• Document passage:
=== Begin Enclosure ===

The north suburbs and southern Wisconsin bore the brunt of the storm. A winter storm warning remains in effect after blizzard warnings issued Sunday night expired early Monday morning.
It was the fifth-worst November blizzard in Chicago history, by snowfall amount. In my neighborhood, Parker's morning walk looked like this:
As expected, Parker enjoys this more than I do.
We can all be thankful for things this Thanksgiving weekend, but few will be as thankful as Parker, who got his cone off yesterday:
With my old dog apparently in permanent maintenance mode, we're trying something a little more comfortable for him:
That's a Comfy Cone, which he seemed to understand immediately would be more comfy for him. He did seem to sleep better last night.
We're going to the vet again today, to see if drugs alone can evict whatever has taken up residence in his knee. If not, he'll have to have the hardware out. Soon. The infection seems to have gone down a little in the last day or two but new oozing over the weekend did not make me feel optimistic.
At least he (and I) can sleep better with the new cone.
I didn't have a moment to write any code from 9am until now, so my lunch will include doing the stuff I didn't do in all those meetings. At some point I'll get to these:
Now, back to writing code, as soon as I make yet another vet appointment for my bête noir.
Yesterday around 7am, I made it from where I parked in the main O'Hare parking garage to the concourse past security in 7 minutes. Today, at Raleigh-Durham, I made it from my Lyft to the concourse past security in 4 minutes.
If you have the option of traveling to or from a smaller airport on Saturday afternoon, do it.
Also, it's gorgeous out, so I not only got a chance to walk around Durham for an hour after brunch, but I also got to play with this cutie in her yard:
That's Hazel, my host's 6-month-old pit-lab-something mix. Chillest puppy I've met in a while. And so sweet. Fortunately for my host, Hazel didn't fit in my carry-on.
Before everything descends into 18 hours of post-election punditry and chaos, a quick update on the dog.
Last week he developed an infection around the site of his April surgery, complete with oozing drainage channel just below his knee. After a couple days of antibiotics, he's stopped oozing. We met with his surgeon today, and she said that the infection is in retreat, so he probably won't need additional surgery to pull the plates out. We'll continue antibiotics for three more weeks and I'll keep an eye on his knee through the end of the year.
The surgeon also hypothesized that the proximate cause of the infection was, ironically, his teeth-cleaning last month. She said she has observed cases where mouth bacteria can get into the bloodstream during cleaning, and interfaces between surgical steel and bone make good hiding places for them.
Fortunately, at 12½ years old, Parker will probably never have his teeth cleaned again—at least not by a vet while under anaesthesia.
So, Parker is fine, with no further ill effects except for another few days with the cone.
My move isn't really over yet. I still have about two, maybe three car loads at my old place. But they'll have to stay there because I'm totally pooped right now.

=== End Enclosure ===

Dataset excerpts

=== Begin Enclosure ===

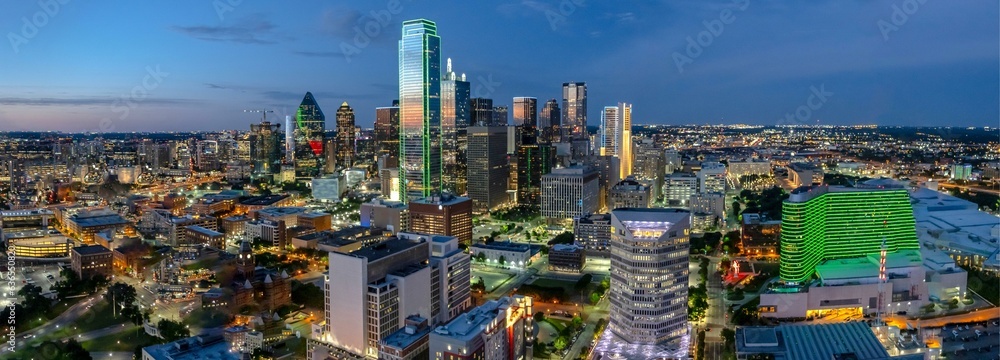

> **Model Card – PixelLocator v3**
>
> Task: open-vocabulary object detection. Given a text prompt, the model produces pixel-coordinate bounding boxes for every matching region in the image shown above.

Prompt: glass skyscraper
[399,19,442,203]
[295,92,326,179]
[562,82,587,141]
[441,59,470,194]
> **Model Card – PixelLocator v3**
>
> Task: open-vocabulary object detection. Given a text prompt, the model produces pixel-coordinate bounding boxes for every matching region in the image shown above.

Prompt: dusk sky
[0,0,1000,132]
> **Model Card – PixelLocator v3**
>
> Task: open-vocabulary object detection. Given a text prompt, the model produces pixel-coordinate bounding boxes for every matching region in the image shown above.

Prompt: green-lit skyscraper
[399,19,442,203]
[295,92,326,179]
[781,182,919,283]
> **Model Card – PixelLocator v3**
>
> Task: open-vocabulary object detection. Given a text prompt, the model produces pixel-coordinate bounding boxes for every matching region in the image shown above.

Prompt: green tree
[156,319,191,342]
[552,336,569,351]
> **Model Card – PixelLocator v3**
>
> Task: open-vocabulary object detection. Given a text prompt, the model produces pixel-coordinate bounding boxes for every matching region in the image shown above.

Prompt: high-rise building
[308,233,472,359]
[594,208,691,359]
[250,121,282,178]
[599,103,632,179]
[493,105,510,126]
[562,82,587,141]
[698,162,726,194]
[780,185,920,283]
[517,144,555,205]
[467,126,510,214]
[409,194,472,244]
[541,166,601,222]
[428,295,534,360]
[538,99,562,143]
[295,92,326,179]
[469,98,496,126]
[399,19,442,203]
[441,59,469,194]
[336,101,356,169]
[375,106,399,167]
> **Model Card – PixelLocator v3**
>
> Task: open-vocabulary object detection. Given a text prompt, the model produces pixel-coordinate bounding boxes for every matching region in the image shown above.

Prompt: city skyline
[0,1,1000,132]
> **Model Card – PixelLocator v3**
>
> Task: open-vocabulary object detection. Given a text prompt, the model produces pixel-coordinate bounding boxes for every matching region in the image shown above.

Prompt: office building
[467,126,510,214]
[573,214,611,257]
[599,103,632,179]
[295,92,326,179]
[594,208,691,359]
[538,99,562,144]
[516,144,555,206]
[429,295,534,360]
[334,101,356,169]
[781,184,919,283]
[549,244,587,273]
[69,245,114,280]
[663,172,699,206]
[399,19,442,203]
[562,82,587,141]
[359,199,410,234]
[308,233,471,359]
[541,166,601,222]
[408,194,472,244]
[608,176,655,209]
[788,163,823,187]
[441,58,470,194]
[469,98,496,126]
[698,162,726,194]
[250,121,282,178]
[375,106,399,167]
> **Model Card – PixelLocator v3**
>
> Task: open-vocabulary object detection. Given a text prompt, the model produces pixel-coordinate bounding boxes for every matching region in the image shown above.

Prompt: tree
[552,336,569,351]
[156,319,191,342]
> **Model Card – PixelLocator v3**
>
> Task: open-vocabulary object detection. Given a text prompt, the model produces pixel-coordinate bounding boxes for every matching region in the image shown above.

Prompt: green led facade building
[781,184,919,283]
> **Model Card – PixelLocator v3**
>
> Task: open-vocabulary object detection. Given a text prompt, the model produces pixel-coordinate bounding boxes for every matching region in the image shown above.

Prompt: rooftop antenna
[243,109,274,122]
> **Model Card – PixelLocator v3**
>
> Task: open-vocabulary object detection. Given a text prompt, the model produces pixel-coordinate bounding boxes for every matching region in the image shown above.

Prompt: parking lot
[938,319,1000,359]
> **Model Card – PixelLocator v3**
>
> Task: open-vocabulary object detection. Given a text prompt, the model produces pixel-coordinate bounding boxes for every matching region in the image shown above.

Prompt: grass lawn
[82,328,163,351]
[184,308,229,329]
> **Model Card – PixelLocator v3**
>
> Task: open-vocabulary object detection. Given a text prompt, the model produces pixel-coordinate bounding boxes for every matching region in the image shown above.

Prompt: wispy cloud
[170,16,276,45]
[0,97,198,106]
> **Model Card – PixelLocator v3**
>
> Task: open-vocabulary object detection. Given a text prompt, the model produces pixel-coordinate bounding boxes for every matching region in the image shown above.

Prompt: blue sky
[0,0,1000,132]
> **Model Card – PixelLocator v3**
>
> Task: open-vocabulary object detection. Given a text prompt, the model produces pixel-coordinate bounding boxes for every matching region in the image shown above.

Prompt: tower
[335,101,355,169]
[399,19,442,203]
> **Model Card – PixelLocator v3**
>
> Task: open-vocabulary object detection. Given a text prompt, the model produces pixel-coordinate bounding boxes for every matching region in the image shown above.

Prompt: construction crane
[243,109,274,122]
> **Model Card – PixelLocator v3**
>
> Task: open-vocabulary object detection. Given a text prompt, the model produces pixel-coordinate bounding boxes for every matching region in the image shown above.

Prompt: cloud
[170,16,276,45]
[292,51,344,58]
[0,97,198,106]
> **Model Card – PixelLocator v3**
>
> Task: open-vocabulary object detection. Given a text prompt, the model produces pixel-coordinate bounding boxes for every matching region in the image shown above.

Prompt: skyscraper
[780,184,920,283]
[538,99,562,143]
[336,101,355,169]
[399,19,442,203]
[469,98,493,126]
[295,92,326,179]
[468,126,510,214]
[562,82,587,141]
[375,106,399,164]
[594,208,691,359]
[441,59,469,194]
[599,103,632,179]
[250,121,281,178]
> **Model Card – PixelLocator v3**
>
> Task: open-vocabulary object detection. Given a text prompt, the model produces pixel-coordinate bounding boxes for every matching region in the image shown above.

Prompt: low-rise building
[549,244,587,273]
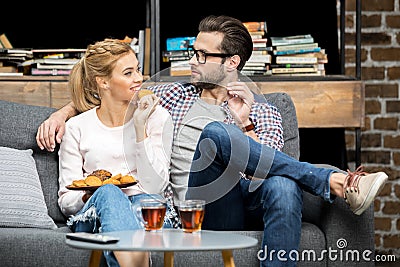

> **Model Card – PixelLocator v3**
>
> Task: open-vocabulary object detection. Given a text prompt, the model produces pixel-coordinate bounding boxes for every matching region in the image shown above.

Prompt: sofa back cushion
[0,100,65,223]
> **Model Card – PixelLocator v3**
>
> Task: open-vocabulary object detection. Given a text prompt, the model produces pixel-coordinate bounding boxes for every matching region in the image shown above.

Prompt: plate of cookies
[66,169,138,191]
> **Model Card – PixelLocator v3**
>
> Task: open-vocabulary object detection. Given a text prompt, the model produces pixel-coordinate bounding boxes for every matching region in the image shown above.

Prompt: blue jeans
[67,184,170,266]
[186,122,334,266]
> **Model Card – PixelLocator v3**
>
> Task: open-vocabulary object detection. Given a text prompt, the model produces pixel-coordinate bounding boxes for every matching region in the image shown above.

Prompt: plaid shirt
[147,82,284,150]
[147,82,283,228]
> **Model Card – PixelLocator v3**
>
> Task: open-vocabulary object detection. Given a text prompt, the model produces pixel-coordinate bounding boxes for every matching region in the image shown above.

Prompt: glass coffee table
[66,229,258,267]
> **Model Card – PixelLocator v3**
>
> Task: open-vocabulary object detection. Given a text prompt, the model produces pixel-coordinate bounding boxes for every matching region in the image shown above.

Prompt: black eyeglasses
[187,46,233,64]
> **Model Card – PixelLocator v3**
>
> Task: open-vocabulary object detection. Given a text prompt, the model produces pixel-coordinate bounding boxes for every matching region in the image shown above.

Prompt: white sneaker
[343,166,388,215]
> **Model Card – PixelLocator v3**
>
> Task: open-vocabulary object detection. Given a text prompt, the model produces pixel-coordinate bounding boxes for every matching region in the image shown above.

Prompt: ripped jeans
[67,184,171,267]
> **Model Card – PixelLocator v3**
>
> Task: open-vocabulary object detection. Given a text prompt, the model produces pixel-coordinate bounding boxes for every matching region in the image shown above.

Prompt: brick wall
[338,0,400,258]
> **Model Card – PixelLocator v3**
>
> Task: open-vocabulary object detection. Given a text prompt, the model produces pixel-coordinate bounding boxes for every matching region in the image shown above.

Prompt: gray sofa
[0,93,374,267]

=== End Enclosure ===
=== Begin Enclosure ===

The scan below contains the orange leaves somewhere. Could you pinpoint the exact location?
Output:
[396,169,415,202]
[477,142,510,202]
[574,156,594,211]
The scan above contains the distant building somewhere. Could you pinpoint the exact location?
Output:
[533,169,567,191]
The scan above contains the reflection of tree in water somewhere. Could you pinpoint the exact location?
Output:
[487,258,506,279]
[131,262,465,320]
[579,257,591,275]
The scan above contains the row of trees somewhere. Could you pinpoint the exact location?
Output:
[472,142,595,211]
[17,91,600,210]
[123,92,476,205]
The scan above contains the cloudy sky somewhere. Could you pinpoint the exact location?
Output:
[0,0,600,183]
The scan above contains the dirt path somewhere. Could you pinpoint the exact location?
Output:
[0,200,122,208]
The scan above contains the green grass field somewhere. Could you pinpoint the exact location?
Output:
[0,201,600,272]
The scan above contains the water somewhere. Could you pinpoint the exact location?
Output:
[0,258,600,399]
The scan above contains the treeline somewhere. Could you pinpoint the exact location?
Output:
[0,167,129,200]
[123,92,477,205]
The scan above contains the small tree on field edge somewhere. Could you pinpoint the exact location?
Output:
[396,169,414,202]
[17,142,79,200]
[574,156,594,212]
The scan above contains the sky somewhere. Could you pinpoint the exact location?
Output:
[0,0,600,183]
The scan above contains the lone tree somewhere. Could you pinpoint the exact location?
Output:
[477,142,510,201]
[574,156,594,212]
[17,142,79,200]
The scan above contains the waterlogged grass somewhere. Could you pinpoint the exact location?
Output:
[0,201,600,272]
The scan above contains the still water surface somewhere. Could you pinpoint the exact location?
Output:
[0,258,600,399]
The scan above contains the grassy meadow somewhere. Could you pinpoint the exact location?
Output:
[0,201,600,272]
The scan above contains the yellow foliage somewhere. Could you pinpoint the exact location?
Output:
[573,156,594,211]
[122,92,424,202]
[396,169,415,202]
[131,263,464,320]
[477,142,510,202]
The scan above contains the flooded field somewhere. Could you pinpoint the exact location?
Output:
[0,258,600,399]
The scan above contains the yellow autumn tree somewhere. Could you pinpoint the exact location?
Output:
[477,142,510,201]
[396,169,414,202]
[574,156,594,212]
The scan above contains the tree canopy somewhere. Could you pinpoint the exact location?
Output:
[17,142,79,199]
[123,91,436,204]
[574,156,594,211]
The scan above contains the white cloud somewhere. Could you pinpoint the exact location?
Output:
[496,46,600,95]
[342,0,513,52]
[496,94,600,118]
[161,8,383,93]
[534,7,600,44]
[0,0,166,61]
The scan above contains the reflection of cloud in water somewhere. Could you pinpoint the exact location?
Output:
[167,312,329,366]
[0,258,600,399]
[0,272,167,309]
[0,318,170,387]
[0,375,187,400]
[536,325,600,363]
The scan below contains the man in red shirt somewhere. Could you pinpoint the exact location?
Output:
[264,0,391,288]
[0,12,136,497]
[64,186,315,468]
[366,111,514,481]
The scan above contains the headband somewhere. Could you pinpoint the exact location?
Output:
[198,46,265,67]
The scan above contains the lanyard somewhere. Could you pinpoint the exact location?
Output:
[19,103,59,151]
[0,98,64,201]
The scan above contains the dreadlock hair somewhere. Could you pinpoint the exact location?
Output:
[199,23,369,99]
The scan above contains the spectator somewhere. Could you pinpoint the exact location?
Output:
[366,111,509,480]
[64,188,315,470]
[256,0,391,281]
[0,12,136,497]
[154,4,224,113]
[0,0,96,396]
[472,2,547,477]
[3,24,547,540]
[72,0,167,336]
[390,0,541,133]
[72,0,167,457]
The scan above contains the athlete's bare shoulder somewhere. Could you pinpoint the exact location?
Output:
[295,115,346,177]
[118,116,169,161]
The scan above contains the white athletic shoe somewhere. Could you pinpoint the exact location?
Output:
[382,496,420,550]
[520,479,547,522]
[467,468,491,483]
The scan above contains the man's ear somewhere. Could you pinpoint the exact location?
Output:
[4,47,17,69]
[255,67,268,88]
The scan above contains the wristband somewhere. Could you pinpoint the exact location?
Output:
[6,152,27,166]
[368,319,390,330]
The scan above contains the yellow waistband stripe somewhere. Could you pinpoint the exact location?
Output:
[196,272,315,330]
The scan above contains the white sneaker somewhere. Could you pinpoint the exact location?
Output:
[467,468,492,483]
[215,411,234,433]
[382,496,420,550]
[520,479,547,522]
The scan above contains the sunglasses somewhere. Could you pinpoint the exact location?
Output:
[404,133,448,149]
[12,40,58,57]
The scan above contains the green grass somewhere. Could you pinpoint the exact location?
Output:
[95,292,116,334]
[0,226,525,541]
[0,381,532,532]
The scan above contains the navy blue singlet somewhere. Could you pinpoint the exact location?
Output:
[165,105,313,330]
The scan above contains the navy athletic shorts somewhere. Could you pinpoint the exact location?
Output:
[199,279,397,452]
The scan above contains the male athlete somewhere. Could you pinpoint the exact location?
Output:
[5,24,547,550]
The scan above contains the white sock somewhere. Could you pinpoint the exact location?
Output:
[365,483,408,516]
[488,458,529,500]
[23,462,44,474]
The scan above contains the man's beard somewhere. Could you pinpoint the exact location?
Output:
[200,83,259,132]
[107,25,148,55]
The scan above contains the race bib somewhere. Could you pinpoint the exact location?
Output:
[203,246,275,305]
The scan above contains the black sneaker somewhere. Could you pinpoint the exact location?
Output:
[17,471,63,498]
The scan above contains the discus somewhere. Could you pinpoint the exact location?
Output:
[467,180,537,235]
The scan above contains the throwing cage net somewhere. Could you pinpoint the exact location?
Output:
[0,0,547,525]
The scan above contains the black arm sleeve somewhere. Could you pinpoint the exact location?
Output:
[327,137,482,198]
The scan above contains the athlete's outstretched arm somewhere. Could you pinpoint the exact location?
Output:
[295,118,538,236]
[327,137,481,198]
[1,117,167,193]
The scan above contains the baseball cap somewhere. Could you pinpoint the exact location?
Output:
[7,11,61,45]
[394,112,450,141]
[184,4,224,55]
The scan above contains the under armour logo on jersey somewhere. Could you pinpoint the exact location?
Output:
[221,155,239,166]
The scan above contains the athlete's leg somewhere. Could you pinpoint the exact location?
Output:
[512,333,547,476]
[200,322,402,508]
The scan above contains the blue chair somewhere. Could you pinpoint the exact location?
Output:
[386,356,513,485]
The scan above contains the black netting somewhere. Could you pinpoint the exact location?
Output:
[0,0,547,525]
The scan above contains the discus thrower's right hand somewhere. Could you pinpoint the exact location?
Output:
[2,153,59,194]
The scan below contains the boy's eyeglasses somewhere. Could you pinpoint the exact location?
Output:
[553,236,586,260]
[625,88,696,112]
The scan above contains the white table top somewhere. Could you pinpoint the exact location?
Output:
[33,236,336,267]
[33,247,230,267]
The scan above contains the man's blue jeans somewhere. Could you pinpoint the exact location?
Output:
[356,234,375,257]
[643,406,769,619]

=== End Enclosure ===

• Problems to solve:
**A.** According to the blog text about Parker, why did the surgeon think his recent teeth-cleaning was the likely cause of the infection? Answer in one to three sentences.
**B.** Write out the part of the blog text about Parker from "Yesterday around 7am, I" up to and including "in 4 minutes.", word for word.
These data have no connection to the blog text about Parker.

• Your written answers:
**A.** She has seen cases where mouth bacteria get into the bloodstream during a cleaning. The places where surgical steel meets bone make good hiding spots for those bacteria, and Parker's infection developed around the site of his April surgery.

**B.**
Yesterday around 7am, I made it from where I parked in the main O'Hare parking garage to the concourse past security in 7 minutes. Today, at Raleigh-Durham, I made it from my Lyft to the concourse past security in 4 minutes.